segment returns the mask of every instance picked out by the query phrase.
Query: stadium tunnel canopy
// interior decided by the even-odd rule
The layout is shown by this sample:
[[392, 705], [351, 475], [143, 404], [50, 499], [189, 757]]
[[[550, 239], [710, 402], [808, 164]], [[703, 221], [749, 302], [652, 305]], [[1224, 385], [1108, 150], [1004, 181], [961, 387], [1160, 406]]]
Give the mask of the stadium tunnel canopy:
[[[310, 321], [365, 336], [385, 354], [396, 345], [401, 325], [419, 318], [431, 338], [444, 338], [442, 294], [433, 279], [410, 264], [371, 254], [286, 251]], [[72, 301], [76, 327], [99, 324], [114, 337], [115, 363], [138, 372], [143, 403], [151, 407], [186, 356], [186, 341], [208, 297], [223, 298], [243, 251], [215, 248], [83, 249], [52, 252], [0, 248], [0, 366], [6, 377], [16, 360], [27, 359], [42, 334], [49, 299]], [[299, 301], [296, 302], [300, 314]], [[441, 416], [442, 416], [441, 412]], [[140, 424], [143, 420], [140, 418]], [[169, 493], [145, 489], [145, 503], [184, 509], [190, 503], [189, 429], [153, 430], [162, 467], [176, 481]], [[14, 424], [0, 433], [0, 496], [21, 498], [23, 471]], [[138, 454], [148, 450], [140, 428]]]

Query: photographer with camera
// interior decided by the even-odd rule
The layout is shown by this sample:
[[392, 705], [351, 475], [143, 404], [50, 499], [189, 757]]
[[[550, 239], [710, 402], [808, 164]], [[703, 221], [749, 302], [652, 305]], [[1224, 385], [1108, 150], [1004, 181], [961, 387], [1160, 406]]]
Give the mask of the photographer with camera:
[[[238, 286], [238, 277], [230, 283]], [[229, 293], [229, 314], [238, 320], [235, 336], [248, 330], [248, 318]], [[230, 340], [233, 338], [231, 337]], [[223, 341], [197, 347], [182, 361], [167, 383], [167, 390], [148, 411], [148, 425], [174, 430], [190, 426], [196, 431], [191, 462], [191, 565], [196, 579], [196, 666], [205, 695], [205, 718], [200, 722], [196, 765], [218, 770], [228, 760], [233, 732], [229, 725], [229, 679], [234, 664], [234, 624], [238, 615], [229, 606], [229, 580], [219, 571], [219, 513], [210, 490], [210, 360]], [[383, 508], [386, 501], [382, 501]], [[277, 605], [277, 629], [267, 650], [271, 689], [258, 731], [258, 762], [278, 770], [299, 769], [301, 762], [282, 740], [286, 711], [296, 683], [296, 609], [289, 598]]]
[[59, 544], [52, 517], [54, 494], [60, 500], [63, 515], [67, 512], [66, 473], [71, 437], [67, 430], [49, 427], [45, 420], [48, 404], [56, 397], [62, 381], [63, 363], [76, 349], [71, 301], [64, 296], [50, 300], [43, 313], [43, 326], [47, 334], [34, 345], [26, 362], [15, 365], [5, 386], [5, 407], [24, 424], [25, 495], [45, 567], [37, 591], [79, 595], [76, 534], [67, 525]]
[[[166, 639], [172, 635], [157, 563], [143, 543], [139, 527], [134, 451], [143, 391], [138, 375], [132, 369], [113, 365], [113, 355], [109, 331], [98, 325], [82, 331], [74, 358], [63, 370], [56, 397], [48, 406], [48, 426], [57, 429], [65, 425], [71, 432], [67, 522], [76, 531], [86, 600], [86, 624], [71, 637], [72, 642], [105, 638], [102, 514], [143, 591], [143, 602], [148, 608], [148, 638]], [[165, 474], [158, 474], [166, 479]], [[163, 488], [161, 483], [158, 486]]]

= = = =

## How to complete this task
Transcribe all the material, making sure each line matches the original.

## Solution for this exercise
segment returns the mask of every instance picked out by the query phrase.
Query: stadium tunnel canopy
// interior decided by the even-odd rule
The layout is shown by this sample:
[[392, 705], [351, 475], [143, 404], [50, 499], [189, 757]]
[[[550, 239], [710, 402], [808, 164]], [[703, 221], [749, 302], [652, 305]], [[1224, 385], [1108, 150], [1004, 181], [961, 387], [1160, 406]]]
Give the mask of the stadium tunnel canopy:
[[[310, 321], [365, 336], [385, 354], [396, 345], [401, 325], [419, 318], [431, 338], [444, 338], [442, 294], [433, 279], [410, 264], [371, 254], [286, 251]], [[72, 301], [76, 327], [99, 324], [114, 337], [115, 363], [138, 372], [143, 403], [151, 407], [186, 356], [186, 341], [208, 297], [223, 298], [243, 251], [215, 248], [83, 249], [52, 252], [0, 248], [0, 366], [6, 377], [16, 360], [27, 359], [42, 334], [49, 299]], [[299, 301], [296, 302], [300, 314]], [[441, 416], [442, 416], [441, 412]], [[140, 424], [143, 420], [140, 418]], [[169, 493], [145, 489], [145, 503], [184, 509], [190, 503], [189, 429], [153, 430], [162, 467], [176, 481]], [[14, 424], [0, 433], [0, 496], [21, 498], [23, 471]], [[138, 454], [148, 450], [140, 428]]]

Query: photographer with camera
// interior decided by the even-odd rule
The layout is shown by this sample:
[[392, 705], [351, 475], [143, 404], [50, 499], [189, 757]]
[[[550, 239], [710, 402], [808, 164]], [[703, 221], [749, 302], [652, 305]], [[1224, 385], [1108, 150], [1004, 181], [961, 387], [1160, 406]]]
Give the mask of the photographer with camera:
[[[238, 286], [238, 277], [230, 283]], [[229, 293], [229, 314], [238, 320], [235, 336], [248, 330], [248, 318]], [[230, 340], [233, 338], [231, 337]], [[223, 341], [197, 347], [182, 361], [167, 383], [167, 390], [148, 411], [148, 425], [174, 430], [190, 426], [196, 431], [191, 462], [191, 565], [196, 579], [196, 666], [205, 695], [205, 718], [200, 722], [196, 765], [218, 770], [228, 760], [233, 732], [229, 725], [229, 679], [234, 664], [234, 624], [238, 615], [229, 606], [229, 580], [219, 571], [219, 513], [210, 490], [210, 360]], [[383, 508], [386, 501], [382, 501]], [[277, 605], [277, 629], [267, 650], [271, 689], [258, 731], [258, 762], [278, 770], [299, 769], [301, 762], [282, 740], [286, 711], [296, 683], [296, 609], [289, 598]]]
[[59, 544], [52, 517], [54, 494], [60, 500], [63, 515], [67, 512], [66, 473], [71, 437], [67, 430], [49, 427], [45, 420], [48, 404], [56, 397], [62, 381], [63, 363], [76, 349], [71, 301], [64, 296], [50, 300], [43, 313], [43, 326], [47, 334], [34, 345], [26, 362], [15, 365], [5, 386], [5, 407], [24, 424], [25, 495], [45, 567], [37, 591], [79, 595], [76, 534], [67, 525]]
[[[166, 639], [172, 635], [157, 563], [143, 543], [139, 527], [134, 451], [143, 391], [138, 375], [132, 369], [113, 365], [113, 355], [109, 331], [98, 325], [82, 331], [74, 358], [63, 370], [56, 397], [48, 406], [48, 426], [57, 429], [65, 425], [71, 432], [67, 522], [76, 531], [86, 600], [86, 624], [71, 637], [72, 642], [105, 638], [102, 514], [143, 591], [143, 602], [148, 608], [148, 638]], [[165, 474], [158, 474], [166, 479]], [[163, 488], [161, 483], [158, 486]]]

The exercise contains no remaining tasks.